Retype the stretch of the China infrastructure news item from "Out-Law News |" through "regions, Li said." without changing a word or mark.

PASSAGE –

BEGIN

Out-Law News | 16 Oct 2014 | 5:15 pm | 1 min. read

China is reportedly speeding up investment in major national infrastructure projects including railways and water conservation facilities such as dams to keep economic performance targets on track.

The National Development and Reform Commission (NDRC) said private investors will be encouraged to take part in some of the infrastructure projects through equity investment or “build-operate-transfer arrangements”, the state-run Xinhua News Agency said.

According to Xinhua, NDRC spokesman Li Pumin said China will launch 172 “key water conservation projects” up to 2020. These will be in addition to facilities already under construction, in which around 600 billion renminbi ($98 million) has already been invested, Li said.

The rail networks to be developed will be in the country’s central and western regions, Li said.

Li said “boosting consumption and quickening investment will be key to steady growth in the last quarter” as China seeks to hit its 2014 growth target of 7.5%. “Economic growth will remain within a reasonable range in the fourth quarter and we are confident of achieving the full-year growth target,” Li said.

END

PROVIDED INFORMATION –

BEGIN

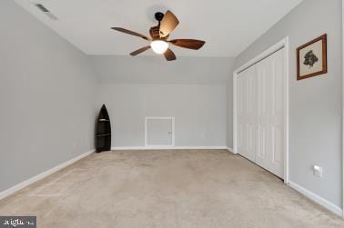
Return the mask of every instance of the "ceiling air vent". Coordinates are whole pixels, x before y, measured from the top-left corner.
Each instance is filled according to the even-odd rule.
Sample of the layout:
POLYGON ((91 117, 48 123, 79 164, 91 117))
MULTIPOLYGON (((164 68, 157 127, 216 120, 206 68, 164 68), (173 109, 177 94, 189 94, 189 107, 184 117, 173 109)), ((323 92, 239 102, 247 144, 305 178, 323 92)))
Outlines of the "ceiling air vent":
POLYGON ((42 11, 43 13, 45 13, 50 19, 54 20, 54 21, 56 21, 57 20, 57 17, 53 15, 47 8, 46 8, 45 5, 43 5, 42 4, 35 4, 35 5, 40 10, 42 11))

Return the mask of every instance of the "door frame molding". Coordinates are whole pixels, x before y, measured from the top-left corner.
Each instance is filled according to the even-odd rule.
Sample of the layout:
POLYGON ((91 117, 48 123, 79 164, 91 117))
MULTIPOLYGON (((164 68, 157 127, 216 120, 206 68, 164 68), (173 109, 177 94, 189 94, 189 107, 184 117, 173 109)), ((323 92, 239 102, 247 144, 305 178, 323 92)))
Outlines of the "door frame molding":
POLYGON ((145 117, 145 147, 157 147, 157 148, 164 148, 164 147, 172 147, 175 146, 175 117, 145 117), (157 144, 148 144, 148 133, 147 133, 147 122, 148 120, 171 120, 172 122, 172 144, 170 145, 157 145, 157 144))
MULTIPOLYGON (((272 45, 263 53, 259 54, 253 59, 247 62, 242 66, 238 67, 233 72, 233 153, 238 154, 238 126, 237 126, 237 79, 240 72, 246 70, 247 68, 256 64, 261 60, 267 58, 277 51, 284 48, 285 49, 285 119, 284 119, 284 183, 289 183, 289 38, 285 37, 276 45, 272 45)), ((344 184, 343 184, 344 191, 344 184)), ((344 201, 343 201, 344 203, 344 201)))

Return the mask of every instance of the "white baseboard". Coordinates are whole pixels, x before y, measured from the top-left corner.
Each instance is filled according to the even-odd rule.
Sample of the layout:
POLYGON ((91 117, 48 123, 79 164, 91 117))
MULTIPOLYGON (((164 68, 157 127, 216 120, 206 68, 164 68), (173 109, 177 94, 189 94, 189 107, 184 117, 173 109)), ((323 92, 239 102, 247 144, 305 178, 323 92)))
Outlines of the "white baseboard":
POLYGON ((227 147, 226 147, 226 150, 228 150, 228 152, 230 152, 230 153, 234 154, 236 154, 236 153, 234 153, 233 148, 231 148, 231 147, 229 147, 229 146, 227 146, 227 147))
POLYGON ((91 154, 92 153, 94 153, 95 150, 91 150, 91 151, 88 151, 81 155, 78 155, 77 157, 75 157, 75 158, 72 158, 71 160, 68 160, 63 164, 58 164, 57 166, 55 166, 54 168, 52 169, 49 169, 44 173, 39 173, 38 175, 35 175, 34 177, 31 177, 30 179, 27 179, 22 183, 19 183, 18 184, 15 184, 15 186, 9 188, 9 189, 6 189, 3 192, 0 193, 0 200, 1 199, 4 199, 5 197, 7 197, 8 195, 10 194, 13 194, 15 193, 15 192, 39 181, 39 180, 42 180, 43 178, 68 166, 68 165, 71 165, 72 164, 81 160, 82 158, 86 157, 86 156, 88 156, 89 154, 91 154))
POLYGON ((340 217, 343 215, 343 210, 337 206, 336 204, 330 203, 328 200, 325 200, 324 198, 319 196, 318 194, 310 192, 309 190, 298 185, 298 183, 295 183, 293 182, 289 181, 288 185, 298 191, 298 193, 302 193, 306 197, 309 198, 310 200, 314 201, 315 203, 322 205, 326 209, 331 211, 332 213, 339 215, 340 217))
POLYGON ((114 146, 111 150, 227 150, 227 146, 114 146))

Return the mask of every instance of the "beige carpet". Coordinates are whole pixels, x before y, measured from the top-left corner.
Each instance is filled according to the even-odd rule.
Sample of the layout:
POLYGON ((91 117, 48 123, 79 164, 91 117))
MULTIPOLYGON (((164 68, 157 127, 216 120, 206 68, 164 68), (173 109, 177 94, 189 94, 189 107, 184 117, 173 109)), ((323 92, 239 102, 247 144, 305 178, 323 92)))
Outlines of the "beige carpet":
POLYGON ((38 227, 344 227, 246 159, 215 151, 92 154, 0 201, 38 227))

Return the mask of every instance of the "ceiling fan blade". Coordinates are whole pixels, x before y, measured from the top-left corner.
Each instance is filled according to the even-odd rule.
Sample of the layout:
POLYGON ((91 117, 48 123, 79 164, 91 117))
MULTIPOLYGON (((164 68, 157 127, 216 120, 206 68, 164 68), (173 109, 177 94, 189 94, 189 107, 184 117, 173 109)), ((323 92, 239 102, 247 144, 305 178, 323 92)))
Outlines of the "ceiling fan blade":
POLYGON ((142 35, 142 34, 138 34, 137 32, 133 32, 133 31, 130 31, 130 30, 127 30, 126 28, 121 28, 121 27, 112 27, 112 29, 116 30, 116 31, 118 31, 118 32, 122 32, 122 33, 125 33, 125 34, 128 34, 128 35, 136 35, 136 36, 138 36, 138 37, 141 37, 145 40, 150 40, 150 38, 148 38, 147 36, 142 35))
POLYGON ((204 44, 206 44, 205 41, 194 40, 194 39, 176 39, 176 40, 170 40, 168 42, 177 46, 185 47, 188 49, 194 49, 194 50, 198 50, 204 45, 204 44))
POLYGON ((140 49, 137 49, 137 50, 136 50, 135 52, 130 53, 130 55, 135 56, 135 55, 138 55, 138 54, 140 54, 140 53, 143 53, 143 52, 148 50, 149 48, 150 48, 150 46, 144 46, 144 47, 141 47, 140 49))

END

THE OUTPUT –
Out-Law News | 16 Oct 2014 | 5:15 pm | 1 min. read

China is reportedly speeding up investment in major national infrastructure projects including railways and water conservation facilities such as dams to keep economic performance targets on track.

The National Development and Reform Commission (NDRC) said private investors will be encouraged to take part in some of the infrastructure projects through equity investment or “build-operate-transfer arrangements”, the state-run Xinhua News Agency said.

According to Xinhua, NDRC spokesman Li Pumin said China will launch 172 “key water conservation projects” up to 2020. These will be in addition to facilities already under construction, in which around 600 billion renminbi ($98 million) has already been invested, Li said.

The rail networks to be developed will be in the country’s central and western regions, Li said.